┏━━

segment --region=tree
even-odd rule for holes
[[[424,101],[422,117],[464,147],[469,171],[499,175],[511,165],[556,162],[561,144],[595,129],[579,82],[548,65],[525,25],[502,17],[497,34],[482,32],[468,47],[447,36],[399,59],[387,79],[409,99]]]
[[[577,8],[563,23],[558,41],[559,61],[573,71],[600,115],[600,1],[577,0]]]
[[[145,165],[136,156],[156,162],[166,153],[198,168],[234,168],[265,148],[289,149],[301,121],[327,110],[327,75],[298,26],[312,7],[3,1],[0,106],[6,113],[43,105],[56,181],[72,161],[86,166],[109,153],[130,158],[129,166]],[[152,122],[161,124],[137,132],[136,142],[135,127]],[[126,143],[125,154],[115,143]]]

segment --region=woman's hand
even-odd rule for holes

┗━━
┏━━

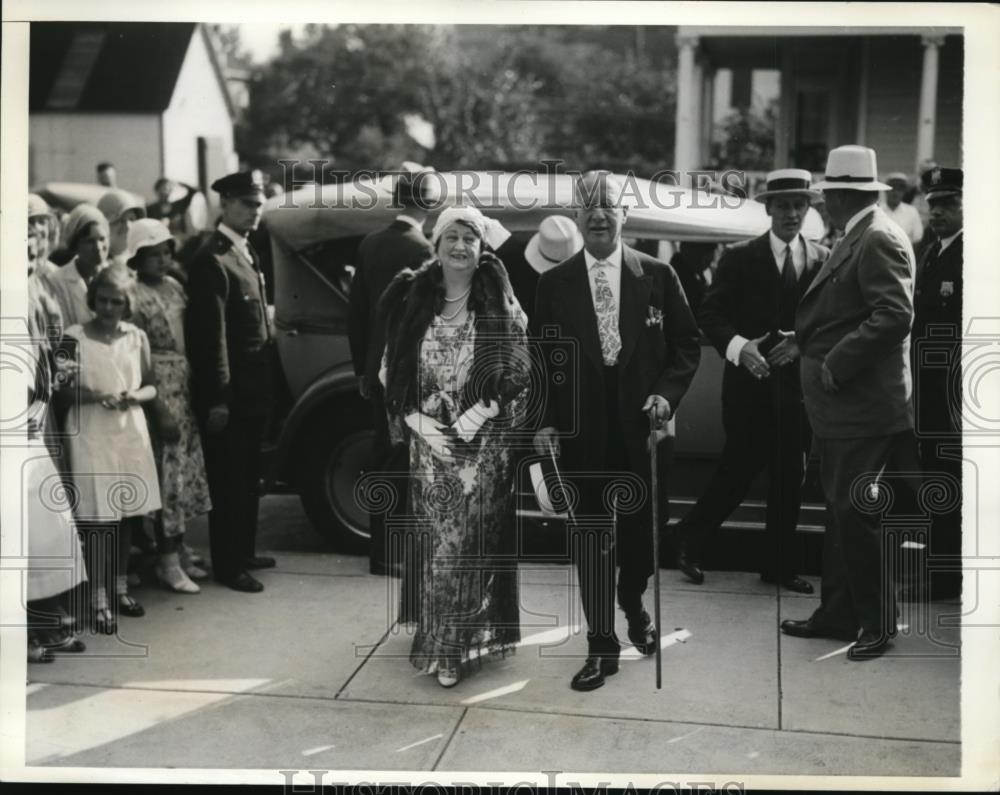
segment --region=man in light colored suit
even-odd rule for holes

┗━━
┏━━

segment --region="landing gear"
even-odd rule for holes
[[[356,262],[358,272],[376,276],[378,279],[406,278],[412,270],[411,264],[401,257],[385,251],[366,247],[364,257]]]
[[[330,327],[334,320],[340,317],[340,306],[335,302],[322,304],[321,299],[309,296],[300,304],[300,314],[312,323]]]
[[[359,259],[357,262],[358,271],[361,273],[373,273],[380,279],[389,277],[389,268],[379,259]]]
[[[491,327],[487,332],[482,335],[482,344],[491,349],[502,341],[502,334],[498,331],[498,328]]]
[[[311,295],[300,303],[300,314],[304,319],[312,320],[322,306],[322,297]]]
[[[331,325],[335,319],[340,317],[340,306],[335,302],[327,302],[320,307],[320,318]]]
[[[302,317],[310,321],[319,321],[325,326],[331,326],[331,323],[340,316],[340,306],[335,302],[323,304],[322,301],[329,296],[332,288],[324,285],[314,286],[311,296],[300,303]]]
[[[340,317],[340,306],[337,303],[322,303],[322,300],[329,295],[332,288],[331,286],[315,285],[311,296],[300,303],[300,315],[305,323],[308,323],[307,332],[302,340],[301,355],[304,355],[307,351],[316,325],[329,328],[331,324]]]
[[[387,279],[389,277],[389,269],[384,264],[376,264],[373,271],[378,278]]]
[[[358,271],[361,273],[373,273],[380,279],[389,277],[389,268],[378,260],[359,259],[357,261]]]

┗━━

What you will do
Which lines in the records above contain the string "region"? Copy them.

Response box
segment --region=tree
segment --region=woman's hand
segment --region=man in light colored suit
segment --region="landing gear"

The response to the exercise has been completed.